* Begin TEXT PASSAGE *
After John's death in 1459, his brother David came to power and misused these alliances. David intrigued with various European powers for help against the Ottomans, speaking of wild schemes that included the conquest of Jerusalem. Mehmed II eventually heard of these intrigues, and was further provoked to action by David's demand that Mehmed remit the tribute imposed on his brother.

Mehmed's response came in the summer of 1461. He led a sizeable army from Bursa from land and the Ottoman navy from the sea, first to Sinope, joining forces with Ismail's brother Ahmed (the Red), he captured Sinop and ended the official reign of the Jandarid dynasty, although he appointed Ahmed as the governor of Kastamonu and Sinop, only to revoke Ahmed's appointment the same year. Various other members of the Jandarid dynasty were offered important functions throughout the history of the Ottoman Empire. During the march to Trebizond Uzun Hasan send his mother Sara Khatun as an ambassador, while they were climbing the steep heights of Zigana on foot she asked sultan Mehmed why he was undergoing such hardship for the sake of Trebizond. Mehmed replied:

Mother, in my hand is the sword of Islam, without this hardship I should not deserve the name of ghazi and today and tomorrow I should have to cover my face in shame before Allah

Having isolated Trebizond, Mehmed quickly swept down upon it before the inhabitants knew he was coming, and placed it under siege. The city held out for a month before the emperor David surrendered on August 15, 1461.

Conquest of Morea (1458-1460)

The Despotate of the Morea was bordering the southern Ottoman Balkan. The Ottomans had already invaded these areas under Murad II, destroying the Byzantine defences—the Hexamilion wall at the Isthmus of Corinth in 1446. Before the final siege of Constantinople Mehmed ordered Ottoman troops to attack the Morea, the despots, Demetrios Palaiologos and Thomas Palaiologos, brothers of the last emperor, failed to send any aid. Their own incompetence resulted in an Albanian-Greek revolt against them, during which they invited in Ottoman troops to help them put down the revolt. At this time, a number of influential Moreote Greeks and Albanians made private peace with Mehmed. After more years of incompetent rule by the despots, their failure to pay their annual tribute to the Sultan, and finally their own revolt against Ottoman rule, Mehmed came into the Morea in May 1460. Demetrios ended up a prisoner of the Ottomans and his younger brother Thomas fled. By the end of the summer the Ottomans had achieved the submission of virtually all cities possessed by the Greeks.
* End TEXT PASSAGE *
* Begin DATA RECORDS *
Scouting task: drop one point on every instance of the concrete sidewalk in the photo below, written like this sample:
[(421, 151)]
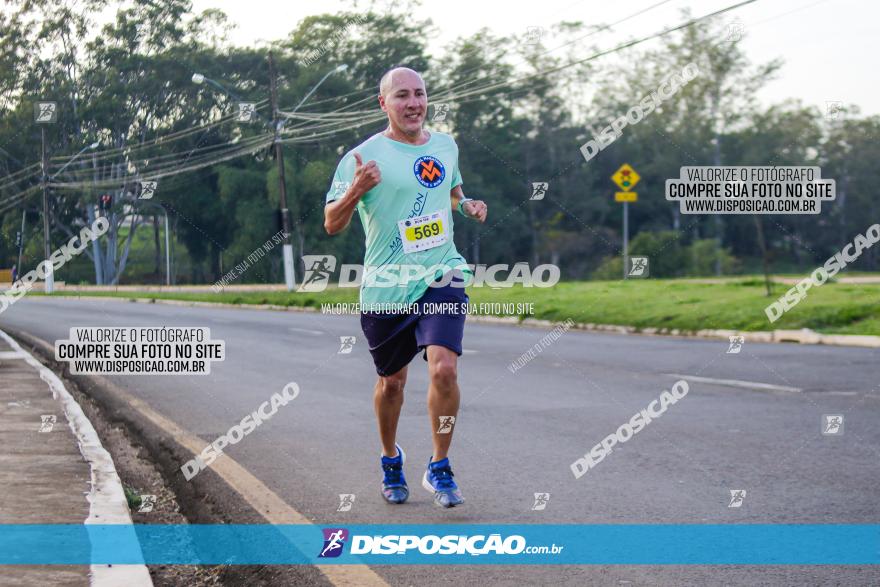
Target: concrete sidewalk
[(53, 470)]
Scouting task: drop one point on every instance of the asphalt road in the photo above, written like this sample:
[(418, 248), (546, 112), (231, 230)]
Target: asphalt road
[(517, 434)]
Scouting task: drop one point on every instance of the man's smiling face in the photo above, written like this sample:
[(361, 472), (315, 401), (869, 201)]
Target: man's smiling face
[(404, 99)]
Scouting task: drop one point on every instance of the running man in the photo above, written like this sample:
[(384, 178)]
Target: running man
[(405, 183)]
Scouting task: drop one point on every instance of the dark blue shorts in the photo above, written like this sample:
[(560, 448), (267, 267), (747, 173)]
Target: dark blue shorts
[(395, 339)]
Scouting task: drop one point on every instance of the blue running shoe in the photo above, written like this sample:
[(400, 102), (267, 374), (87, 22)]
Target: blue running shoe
[(438, 480), (394, 488)]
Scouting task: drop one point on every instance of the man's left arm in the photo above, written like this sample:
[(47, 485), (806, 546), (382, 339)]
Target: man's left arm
[(476, 209)]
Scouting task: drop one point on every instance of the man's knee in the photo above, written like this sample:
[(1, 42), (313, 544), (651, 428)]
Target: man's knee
[(392, 385), (444, 371)]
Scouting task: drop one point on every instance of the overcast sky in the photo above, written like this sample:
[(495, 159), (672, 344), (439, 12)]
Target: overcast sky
[(824, 43)]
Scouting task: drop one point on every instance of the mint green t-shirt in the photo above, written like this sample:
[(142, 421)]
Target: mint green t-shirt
[(416, 181)]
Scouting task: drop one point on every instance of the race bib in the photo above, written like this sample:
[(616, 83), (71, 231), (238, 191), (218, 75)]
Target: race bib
[(423, 232)]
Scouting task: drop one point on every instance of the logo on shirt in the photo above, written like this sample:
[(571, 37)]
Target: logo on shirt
[(429, 171)]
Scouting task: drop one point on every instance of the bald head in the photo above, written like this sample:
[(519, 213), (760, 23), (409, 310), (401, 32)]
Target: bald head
[(399, 76), (403, 98)]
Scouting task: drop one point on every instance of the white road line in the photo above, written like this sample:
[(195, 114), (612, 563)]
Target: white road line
[(306, 330), (753, 385)]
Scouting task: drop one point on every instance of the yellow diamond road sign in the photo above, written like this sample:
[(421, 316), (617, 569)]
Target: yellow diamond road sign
[(625, 177)]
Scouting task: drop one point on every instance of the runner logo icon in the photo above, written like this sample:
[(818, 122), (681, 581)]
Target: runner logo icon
[(334, 540)]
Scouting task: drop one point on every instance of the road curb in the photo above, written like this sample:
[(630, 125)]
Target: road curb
[(107, 502), (803, 336)]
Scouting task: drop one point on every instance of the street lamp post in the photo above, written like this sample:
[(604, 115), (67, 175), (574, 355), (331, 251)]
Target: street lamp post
[(45, 179)]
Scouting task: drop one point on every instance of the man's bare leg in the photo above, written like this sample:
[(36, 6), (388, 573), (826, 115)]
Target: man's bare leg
[(443, 396), (388, 400)]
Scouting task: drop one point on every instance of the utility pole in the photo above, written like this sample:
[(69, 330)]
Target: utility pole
[(21, 237), (50, 278), (289, 274)]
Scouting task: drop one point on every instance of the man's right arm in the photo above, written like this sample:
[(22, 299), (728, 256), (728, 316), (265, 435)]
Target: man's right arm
[(337, 214)]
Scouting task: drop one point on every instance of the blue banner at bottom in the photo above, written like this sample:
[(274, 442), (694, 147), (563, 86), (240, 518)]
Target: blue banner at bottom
[(430, 544)]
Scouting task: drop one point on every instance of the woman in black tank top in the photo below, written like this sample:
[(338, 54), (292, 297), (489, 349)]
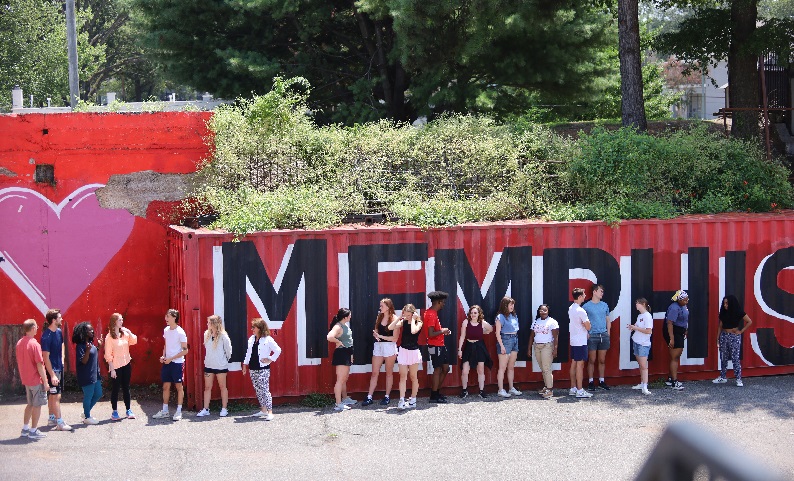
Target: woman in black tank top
[(409, 358), (471, 349), (384, 350)]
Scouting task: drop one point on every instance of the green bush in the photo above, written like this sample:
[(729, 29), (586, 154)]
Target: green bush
[(273, 168)]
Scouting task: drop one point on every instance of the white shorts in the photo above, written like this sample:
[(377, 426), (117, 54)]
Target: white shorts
[(385, 349), (409, 357)]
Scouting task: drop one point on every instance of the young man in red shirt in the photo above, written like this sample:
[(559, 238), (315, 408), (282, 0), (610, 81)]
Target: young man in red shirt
[(439, 356), (33, 377)]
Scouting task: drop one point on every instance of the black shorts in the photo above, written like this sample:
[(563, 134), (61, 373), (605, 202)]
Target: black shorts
[(55, 390), (439, 356), (210, 370), (343, 356), (678, 336)]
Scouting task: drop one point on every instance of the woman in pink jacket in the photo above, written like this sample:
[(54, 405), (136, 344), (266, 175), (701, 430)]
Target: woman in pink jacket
[(117, 354)]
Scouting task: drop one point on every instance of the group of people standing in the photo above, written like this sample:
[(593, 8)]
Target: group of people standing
[(396, 340)]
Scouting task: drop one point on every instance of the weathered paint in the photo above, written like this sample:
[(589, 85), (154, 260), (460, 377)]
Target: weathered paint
[(298, 279), (60, 249)]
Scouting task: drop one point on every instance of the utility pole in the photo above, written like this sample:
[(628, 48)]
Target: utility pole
[(71, 44)]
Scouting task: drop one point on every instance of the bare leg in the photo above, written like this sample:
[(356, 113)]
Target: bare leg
[(224, 390), (166, 392), (414, 369), (500, 375), (602, 364), (403, 380), (377, 362), (208, 379), (389, 373), (464, 375), (511, 366)]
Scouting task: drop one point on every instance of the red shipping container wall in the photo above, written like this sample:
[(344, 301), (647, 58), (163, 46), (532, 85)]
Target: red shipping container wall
[(60, 249), (297, 280)]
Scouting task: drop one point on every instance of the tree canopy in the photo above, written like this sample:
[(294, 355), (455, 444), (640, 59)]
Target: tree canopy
[(384, 58)]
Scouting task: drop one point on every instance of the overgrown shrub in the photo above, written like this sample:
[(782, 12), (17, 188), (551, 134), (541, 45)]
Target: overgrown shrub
[(272, 167)]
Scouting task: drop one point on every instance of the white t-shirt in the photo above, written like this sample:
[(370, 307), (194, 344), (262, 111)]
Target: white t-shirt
[(543, 328), (577, 316), (644, 321), (173, 342)]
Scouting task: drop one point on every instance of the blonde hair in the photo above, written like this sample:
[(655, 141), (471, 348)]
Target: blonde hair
[(214, 320), (114, 318), (261, 325)]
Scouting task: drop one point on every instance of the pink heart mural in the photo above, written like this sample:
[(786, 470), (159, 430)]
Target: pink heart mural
[(53, 252)]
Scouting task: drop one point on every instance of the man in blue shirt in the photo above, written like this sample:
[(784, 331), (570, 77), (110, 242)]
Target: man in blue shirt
[(598, 342), (52, 350)]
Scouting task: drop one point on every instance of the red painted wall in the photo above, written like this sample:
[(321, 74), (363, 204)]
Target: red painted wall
[(52, 253), (316, 272)]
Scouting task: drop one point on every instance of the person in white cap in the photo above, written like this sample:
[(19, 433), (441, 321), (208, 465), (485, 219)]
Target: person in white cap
[(675, 330)]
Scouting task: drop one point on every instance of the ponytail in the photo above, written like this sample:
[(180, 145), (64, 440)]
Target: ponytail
[(341, 314)]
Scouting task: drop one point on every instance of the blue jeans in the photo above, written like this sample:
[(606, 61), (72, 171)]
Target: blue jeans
[(91, 395)]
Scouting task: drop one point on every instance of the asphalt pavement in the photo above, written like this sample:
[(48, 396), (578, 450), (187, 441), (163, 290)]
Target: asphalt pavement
[(608, 437)]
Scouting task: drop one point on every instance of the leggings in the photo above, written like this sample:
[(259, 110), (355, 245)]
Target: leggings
[(261, 380), (91, 395), (122, 380), (730, 350)]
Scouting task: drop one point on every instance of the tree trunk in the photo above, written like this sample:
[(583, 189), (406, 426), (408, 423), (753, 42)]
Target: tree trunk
[(743, 69), (632, 103)]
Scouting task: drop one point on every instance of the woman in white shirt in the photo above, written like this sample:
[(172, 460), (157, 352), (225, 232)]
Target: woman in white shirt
[(267, 351), (641, 341), (544, 338), (218, 351)]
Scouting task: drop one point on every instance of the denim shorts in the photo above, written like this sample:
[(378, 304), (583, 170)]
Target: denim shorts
[(510, 342), (578, 353), (598, 342), (640, 350), (172, 372)]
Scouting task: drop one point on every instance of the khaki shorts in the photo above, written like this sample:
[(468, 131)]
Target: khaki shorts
[(36, 395)]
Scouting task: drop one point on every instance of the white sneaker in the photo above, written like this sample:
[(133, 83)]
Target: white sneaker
[(64, 427)]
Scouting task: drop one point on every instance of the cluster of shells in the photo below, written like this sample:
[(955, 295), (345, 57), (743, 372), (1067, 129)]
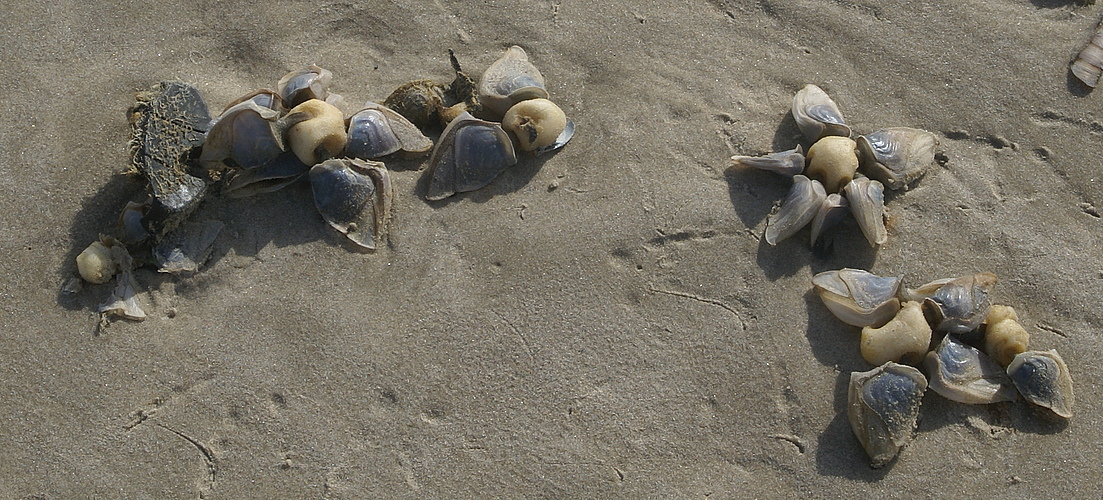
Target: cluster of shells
[(268, 139), (839, 174), (971, 350)]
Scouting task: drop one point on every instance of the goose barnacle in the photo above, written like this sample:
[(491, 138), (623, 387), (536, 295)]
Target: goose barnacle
[(897, 156), (961, 372), (509, 81), (882, 406), (1043, 379), (817, 115), (799, 209), (858, 297)]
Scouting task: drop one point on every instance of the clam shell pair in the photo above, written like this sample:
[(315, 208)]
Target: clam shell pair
[(354, 197), (472, 152)]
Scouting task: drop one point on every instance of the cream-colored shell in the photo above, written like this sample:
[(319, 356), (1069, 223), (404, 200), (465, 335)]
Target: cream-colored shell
[(1004, 337), (96, 264), (316, 131), (833, 161), (905, 339)]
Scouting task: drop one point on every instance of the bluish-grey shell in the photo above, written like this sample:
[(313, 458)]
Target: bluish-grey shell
[(376, 131), (471, 152), (882, 406), (354, 198)]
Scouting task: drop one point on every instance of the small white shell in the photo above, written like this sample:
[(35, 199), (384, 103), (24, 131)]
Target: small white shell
[(867, 204), (1004, 338), (796, 211), (858, 297), (831, 212), (509, 81), (817, 115), (905, 339), (1089, 63), (788, 163), (962, 305)]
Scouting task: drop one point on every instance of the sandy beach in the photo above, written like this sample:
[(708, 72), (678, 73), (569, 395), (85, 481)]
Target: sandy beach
[(606, 321)]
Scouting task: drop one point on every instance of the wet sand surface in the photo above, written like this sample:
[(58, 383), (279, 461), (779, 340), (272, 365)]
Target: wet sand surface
[(607, 321)]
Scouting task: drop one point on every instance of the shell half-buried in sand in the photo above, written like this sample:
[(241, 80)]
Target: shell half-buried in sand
[(354, 197), (882, 406)]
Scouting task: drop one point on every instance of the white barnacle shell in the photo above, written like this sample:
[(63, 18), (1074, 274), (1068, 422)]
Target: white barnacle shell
[(509, 81), (833, 160), (882, 406), (1043, 379), (905, 339), (867, 204), (1004, 338), (897, 156), (817, 115), (799, 209), (301, 85), (962, 305), (788, 163), (1089, 63), (831, 212), (316, 130), (535, 123), (960, 372), (858, 297)]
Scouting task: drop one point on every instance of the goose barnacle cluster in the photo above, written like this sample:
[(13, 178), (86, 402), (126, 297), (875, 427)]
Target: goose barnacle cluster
[(839, 174), (268, 139), (971, 350)]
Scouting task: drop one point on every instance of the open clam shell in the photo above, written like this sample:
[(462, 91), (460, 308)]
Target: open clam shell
[(799, 209), (353, 197), (1043, 379), (471, 152), (831, 212), (817, 115), (882, 406), (509, 81), (962, 373), (301, 85), (284, 170), (246, 136), (867, 204), (858, 297), (376, 130), (788, 163), (962, 305), (897, 156)]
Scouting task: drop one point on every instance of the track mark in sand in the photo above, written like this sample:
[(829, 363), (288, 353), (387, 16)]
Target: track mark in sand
[(1090, 210), (1053, 330), (793, 439), (1050, 117), (620, 474), (204, 451), (521, 336), (698, 298), (139, 416)]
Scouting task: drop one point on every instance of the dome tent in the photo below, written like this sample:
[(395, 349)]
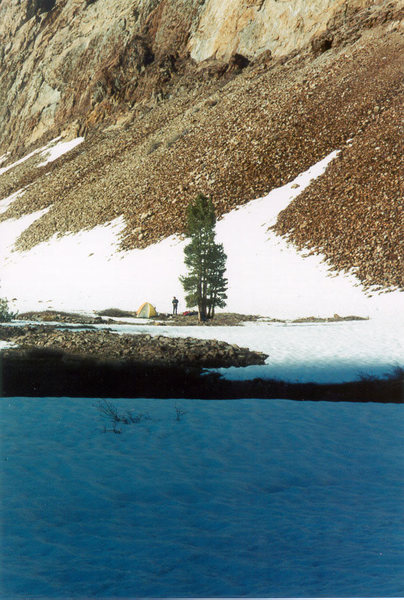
* End DATA RECORDS *
REQUEST:
Using the passage on Mehmed II's campaigns, decide whether each statement agrees with it. Answer yes or no, and quote the deciding words of the passage.
1. Trebizond resisted the siege for about a month before David surrendered.
2. In the Morea, Demetrios escaped while Thomas was taken prisoner.
3. Ahmed kept his post as governor of Kastamonu and Sinop for several years.

RESULT OF THE TASK:
1. Yes: "The city held out for a month before the emperor David surrendered on August 15, 1461."
2. No: "Demetrios ended up a prisoner of the Ottomans and his younger brother Thomas fled."
3. No: "only to revoke Ahmed's appointment the same year."